Items from a data source

——

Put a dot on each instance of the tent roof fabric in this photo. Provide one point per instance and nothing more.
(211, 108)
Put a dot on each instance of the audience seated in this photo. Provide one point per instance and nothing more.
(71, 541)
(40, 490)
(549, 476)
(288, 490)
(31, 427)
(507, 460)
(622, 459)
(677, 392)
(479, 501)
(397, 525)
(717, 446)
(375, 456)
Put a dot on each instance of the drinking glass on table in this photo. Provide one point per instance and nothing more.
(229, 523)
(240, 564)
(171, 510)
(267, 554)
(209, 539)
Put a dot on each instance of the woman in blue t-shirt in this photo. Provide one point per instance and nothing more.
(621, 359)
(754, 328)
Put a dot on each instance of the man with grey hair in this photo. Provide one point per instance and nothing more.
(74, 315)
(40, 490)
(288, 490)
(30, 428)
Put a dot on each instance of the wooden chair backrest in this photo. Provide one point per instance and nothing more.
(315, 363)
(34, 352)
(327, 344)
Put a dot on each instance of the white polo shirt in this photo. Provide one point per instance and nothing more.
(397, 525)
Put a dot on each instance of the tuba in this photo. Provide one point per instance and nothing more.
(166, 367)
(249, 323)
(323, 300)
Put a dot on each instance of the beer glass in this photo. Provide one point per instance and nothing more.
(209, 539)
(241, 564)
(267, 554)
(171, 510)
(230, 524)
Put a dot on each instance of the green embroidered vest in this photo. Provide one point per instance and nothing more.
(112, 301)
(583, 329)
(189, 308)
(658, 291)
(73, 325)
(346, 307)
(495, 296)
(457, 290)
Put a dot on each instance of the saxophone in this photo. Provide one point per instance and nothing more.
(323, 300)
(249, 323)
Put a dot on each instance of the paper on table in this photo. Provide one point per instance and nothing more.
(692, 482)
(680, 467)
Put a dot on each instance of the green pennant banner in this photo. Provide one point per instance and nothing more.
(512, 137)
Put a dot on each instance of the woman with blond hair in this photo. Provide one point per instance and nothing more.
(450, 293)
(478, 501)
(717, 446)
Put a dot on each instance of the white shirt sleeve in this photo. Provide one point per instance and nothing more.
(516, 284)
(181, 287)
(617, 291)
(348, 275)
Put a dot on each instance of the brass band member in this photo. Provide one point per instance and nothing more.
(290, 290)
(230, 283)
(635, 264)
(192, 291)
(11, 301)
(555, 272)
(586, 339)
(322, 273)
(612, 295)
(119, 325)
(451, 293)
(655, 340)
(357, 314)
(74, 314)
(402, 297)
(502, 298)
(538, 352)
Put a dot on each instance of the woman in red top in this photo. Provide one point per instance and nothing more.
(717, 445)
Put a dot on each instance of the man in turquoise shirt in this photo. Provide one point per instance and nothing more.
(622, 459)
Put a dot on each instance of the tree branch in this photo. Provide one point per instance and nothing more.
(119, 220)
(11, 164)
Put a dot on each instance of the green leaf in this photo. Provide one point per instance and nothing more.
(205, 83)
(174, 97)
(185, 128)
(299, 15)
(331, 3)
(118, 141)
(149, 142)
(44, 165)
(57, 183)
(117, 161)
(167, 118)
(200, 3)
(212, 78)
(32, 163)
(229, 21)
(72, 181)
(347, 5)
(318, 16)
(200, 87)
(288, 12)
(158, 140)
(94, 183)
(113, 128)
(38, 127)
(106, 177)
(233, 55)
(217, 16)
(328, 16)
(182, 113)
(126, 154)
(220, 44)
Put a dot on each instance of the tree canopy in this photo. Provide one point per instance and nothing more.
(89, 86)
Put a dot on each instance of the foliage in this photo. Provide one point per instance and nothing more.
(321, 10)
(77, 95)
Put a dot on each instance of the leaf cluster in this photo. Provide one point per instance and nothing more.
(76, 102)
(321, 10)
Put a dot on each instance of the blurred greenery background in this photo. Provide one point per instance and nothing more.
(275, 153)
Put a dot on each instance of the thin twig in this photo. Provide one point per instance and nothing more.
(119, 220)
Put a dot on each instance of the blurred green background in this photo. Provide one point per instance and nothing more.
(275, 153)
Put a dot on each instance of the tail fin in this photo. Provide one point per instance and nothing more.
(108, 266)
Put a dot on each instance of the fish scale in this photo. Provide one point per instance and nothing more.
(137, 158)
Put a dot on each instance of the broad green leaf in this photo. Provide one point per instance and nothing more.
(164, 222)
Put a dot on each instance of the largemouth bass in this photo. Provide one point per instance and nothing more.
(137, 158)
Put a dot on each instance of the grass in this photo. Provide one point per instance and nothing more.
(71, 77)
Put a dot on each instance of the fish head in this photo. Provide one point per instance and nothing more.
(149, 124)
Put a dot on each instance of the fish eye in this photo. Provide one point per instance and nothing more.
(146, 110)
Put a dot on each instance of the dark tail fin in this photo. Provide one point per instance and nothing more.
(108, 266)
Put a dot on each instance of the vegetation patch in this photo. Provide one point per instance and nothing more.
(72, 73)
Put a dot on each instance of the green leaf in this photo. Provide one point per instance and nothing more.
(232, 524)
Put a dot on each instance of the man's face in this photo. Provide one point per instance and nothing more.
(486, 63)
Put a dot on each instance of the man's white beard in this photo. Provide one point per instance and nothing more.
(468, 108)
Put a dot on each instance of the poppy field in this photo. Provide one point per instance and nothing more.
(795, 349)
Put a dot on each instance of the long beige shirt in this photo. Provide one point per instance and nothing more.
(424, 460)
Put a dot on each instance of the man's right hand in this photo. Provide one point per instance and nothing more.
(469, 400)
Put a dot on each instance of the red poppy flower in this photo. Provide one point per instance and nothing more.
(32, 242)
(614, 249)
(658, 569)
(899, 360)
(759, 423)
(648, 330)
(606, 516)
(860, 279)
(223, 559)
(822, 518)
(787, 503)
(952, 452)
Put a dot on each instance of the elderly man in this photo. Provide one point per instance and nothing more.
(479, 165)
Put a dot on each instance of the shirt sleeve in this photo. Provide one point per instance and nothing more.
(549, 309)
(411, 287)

——

# GIVEN TASK
From the line holding "Put a dot on each instance of the man's right" through the last line above, reproduce each line exactly and add nothing.

# ANSWER TO THE PROBLEM
Put a dot on each instance of the man's right hand in this photo. Provide one point per instance and nothing more.
(469, 400)
Put a dot on each instance of the red poppy flower in this photo. Provide one point per instance and nothing more.
(32, 242)
(614, 249)
(658, 569)
(899, 360)
(759, 423)
(648, 330)
(606, 516)
(860, 279)
(223, 559)
(822, 518)
(787, 503)
(952, 452)
Put a dot on each instance of the elderly man in this photo. Provide one point per instance and nothing more.
(479, 165)
Put a dot on each instance of the shirt sleeve in this photo. Provide one point per instance and nothing more.
(549, 309)
(411, 287)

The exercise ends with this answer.